━━━━━ Entries shown ━━━━━
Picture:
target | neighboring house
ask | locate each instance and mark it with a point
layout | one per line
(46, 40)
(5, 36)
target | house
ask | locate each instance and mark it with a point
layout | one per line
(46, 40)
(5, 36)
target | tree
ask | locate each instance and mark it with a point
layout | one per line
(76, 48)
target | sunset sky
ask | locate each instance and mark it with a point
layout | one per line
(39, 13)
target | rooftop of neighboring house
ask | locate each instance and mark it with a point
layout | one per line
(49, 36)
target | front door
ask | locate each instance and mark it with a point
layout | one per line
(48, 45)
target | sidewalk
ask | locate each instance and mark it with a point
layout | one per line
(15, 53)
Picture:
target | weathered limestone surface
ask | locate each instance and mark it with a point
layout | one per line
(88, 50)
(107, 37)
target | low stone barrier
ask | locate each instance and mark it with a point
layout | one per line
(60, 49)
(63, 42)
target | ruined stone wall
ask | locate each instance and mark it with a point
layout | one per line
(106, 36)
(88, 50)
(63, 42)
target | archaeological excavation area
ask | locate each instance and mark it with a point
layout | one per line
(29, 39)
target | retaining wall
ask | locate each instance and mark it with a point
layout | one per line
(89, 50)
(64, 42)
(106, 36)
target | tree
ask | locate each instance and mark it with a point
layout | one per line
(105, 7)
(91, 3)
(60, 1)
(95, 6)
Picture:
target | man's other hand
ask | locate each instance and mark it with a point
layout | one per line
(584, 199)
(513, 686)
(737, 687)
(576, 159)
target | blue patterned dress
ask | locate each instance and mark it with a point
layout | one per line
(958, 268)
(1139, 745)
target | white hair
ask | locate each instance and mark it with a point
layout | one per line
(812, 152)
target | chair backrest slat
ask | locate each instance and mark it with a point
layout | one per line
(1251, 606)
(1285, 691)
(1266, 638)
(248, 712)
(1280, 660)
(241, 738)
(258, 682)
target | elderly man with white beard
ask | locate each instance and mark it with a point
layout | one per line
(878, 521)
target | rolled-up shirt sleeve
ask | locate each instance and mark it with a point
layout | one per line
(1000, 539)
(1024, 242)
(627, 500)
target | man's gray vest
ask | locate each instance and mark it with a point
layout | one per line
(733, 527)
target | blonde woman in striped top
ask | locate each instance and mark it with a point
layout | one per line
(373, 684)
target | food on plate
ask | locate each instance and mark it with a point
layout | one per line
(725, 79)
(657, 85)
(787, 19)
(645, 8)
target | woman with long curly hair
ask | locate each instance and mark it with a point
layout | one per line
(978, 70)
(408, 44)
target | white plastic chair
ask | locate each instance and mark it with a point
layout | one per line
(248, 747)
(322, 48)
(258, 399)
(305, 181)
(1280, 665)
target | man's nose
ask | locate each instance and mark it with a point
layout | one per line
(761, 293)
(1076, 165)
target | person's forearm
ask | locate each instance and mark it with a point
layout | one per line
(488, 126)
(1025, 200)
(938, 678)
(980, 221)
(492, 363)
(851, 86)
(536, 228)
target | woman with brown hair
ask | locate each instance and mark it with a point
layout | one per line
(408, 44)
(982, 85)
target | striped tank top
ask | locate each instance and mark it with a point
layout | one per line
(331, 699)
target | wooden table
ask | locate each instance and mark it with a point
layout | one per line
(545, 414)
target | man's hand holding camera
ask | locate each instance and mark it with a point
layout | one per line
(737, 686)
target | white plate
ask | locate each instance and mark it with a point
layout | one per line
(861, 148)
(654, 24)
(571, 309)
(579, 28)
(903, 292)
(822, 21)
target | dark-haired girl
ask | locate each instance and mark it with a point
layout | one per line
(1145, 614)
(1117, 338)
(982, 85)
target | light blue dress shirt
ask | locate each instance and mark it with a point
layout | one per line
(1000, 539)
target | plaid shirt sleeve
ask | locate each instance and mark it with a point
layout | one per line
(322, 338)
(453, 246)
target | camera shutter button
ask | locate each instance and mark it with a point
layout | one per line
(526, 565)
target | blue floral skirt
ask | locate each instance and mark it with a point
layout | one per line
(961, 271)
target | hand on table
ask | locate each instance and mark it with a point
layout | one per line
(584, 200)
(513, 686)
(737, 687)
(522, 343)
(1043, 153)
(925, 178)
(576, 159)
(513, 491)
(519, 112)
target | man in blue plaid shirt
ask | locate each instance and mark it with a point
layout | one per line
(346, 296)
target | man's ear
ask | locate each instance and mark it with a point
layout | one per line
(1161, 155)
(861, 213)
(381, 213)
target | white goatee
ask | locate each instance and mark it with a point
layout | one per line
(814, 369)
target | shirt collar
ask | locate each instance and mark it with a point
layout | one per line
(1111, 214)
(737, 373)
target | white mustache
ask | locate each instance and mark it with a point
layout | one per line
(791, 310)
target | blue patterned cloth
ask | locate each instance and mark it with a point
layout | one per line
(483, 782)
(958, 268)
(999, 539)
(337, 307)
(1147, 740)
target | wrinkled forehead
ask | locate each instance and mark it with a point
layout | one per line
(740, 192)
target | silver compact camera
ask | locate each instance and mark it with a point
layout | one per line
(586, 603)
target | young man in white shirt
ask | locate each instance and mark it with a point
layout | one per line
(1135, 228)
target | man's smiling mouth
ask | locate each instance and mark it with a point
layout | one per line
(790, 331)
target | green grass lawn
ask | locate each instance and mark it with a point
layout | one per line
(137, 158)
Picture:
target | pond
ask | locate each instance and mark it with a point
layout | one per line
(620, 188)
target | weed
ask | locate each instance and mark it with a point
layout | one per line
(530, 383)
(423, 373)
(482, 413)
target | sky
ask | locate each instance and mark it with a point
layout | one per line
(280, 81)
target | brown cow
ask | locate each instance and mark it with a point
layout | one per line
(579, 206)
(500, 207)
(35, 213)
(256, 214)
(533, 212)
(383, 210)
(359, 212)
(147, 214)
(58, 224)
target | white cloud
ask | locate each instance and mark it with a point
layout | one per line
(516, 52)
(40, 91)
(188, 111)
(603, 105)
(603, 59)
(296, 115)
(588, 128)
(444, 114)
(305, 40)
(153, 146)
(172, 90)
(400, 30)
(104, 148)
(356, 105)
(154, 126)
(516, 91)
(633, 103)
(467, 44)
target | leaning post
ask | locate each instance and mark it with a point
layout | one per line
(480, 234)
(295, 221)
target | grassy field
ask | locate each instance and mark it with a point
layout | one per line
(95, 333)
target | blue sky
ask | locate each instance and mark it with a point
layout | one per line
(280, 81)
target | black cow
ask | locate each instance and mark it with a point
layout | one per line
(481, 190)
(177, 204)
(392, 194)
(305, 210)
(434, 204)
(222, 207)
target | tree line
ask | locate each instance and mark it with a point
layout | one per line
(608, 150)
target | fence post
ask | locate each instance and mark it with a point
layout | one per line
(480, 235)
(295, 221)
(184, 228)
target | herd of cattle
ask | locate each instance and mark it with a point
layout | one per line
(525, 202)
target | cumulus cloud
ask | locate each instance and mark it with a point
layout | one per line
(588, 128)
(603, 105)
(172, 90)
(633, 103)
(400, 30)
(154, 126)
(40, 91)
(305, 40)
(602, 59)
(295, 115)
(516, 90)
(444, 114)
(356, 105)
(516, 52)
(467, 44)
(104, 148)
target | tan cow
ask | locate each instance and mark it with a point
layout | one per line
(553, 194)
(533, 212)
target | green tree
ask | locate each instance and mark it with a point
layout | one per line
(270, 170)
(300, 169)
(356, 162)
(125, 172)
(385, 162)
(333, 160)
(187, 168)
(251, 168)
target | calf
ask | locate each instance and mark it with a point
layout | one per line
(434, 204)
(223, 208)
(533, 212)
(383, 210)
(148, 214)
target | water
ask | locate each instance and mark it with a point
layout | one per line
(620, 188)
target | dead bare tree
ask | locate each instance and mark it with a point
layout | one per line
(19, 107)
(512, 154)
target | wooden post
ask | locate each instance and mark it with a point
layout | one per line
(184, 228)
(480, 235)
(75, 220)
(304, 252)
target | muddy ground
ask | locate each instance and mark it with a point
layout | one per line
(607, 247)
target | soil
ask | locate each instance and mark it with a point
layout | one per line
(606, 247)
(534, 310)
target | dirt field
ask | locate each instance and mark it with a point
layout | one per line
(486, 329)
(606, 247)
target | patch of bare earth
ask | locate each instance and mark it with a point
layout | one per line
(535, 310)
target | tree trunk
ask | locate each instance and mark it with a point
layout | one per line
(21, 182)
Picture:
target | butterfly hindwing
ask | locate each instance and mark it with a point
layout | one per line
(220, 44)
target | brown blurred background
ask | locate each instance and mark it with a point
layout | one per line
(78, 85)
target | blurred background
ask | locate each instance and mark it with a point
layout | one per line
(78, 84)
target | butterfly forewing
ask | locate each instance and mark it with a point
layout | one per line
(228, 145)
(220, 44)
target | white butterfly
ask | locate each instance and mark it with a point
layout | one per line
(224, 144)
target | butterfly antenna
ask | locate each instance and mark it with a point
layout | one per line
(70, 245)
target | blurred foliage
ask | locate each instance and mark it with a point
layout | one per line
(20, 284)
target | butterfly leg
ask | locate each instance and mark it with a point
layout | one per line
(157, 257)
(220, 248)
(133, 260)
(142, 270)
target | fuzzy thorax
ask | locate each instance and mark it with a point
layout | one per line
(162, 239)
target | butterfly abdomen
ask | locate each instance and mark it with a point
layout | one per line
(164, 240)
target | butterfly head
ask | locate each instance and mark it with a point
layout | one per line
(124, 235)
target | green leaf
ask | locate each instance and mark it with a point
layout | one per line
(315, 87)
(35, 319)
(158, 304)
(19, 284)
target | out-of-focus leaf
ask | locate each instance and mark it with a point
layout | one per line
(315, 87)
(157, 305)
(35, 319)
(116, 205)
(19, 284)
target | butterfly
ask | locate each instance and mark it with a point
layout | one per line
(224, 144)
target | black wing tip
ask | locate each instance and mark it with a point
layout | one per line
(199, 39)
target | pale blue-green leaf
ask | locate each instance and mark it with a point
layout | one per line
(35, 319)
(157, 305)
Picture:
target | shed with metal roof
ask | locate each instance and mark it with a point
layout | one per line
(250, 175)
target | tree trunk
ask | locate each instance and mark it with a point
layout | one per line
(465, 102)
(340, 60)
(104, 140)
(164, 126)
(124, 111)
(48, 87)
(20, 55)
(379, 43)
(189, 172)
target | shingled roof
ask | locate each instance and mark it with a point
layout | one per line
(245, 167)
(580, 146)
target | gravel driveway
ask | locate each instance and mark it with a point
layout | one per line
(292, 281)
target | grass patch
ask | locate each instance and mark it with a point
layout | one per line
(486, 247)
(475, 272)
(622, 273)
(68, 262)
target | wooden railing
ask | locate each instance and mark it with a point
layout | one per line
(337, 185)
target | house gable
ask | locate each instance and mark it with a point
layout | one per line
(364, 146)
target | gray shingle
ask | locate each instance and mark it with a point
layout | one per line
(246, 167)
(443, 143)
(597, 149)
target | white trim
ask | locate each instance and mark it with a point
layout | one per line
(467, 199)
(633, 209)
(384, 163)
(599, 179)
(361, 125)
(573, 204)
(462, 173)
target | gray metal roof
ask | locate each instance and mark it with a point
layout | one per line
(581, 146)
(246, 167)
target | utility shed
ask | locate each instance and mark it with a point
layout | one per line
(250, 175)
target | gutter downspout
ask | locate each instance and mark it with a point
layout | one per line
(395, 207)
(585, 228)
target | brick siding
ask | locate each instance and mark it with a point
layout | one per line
━━━━━
Work required
Repeat exactly, and only, the lines from the line containing "target | gray shingle" through the last line of the records above, both included.

Response to the exercise
target | gray shingle
ask | locate each instance and mark it with a point
layout | one per line
(246, 167)
(443, 143)
(597, 149)
target | white trim
ask | locate each instance and mark it with a point
layout | one per line
(467, 199)
(633, 209)
(384, 163)
(599, 179)
(361, 125)
(573, 204)
(462, 173)
target | gray metal roof
ask | locate each instance and mark it with a point
layout | one per line
(581, 146)
(246, 167)
target | utility shed
ask | locate each instance and mark it with a point
layout | one per line
(250, 175)
target | gutter downspout
ask | locate each instance and mark it with a point
layout | one per line
(395, 207)
(585, 228)
target | brick siding
ask | locate each instance and mark it with a point
layout | one per line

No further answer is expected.